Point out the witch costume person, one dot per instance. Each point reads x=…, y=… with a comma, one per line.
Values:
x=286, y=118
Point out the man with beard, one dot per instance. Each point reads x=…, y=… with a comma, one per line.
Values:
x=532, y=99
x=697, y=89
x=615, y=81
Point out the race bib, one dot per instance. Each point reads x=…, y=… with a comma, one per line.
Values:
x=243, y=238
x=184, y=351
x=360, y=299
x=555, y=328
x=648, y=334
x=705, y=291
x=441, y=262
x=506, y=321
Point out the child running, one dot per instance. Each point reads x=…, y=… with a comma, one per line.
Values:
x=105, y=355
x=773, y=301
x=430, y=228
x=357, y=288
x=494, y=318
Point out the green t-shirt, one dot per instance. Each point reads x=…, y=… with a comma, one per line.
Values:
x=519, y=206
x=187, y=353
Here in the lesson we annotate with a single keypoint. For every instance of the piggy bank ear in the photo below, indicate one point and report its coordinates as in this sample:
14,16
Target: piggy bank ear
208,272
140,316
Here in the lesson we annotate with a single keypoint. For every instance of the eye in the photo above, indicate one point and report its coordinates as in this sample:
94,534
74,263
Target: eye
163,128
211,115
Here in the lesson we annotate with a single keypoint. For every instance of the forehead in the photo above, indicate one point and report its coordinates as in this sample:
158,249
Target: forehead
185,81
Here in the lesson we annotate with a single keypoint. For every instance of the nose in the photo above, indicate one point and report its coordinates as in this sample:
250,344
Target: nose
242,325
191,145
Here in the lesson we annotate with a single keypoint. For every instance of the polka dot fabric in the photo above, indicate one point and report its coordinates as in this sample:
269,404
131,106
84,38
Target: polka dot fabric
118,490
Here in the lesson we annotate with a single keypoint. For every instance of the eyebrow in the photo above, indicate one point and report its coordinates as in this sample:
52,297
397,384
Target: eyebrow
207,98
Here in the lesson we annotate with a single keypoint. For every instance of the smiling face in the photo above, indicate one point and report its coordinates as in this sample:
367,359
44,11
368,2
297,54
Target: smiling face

TASK BRIEF
Type out the full listing again, exactly as given.

EXERCISE SOLUTION
Point out the witch costume person, one dot per instance. Each point reads x=…, y=… with a comma, one per line.
Values:
x=286, y=118
Point out the man with beard, one dot per instance. Each point reads x=…, y=… with a comma, one per line.
Values:
x=532, y=99
x=697, y=89
x=615, y=81
Point out the race bib, one dot per instance. Each point reads x=…, y=… with a comma, one per line.
Values:
x=243, y=238
x=184, y=351
x=360, y=299
x=555, y=328
x=648, y=334
x=705, y=291
x=441, y=262
x=506, y=321
Point out the child running, one dot per instance. Each point reads x=…, y=… with a comma, one per line.
Values:
x=105, y=355
x=773, y=301
x=430, y=228
x=357, y=288
x=494, y=318
Point out the green t-shirt, one dot per instance. Each point reads x=…, y=… with a comma, one per line.
Values:
x=519, y=206
x=187, y=353
Here in the lesson we annotate with a single keypoint. For every instance of the piggy bank ear in the photo below, indicate one point and report its coordinates as in this sample:
14,16
Target: piggy bank ear
208,272
140,316
Here in the lesson we annotate with a single keypoint. For every instance of the eye in the photo above, indicate one point and report its coordinates as in this sample:
94,534
74,263
Target: eye
163,128
211,115
Here in the lesson we annotate with a single keypoint. For every instance of the forehead in the photo above, indicate one point and report its coordinates as in this sample:
158,249
Target: forehead
185,81
Here in the lesson we annotate with a single keypoint. For every instance of the nose in the photo above, indicate one point and report its coordinates as in this sample:
250,344
Target: nose
242,325
191,145
Here in the lesson we annotate with a single keypoint. For every instance of the polka dot fabric in the photo above, indicate one point and report its coordinates as in this sample:
269,404
131,106
84,38
Target: polka dot fabric
118,490
Here in the lesson we annotate with a single keypoint. For every instance of the eyebrow in the photo above, indicate one point and report its coordinates as in this sample:
52,297
397,384
Target: eyebrow
207,98
Here in the lesson we annotate with a single keypoint. For every instance of the smiling face in the photo above, indicate one point and report its coordinates as in this sample:
367,359
44,11
368,2
297,54
Target: smiling face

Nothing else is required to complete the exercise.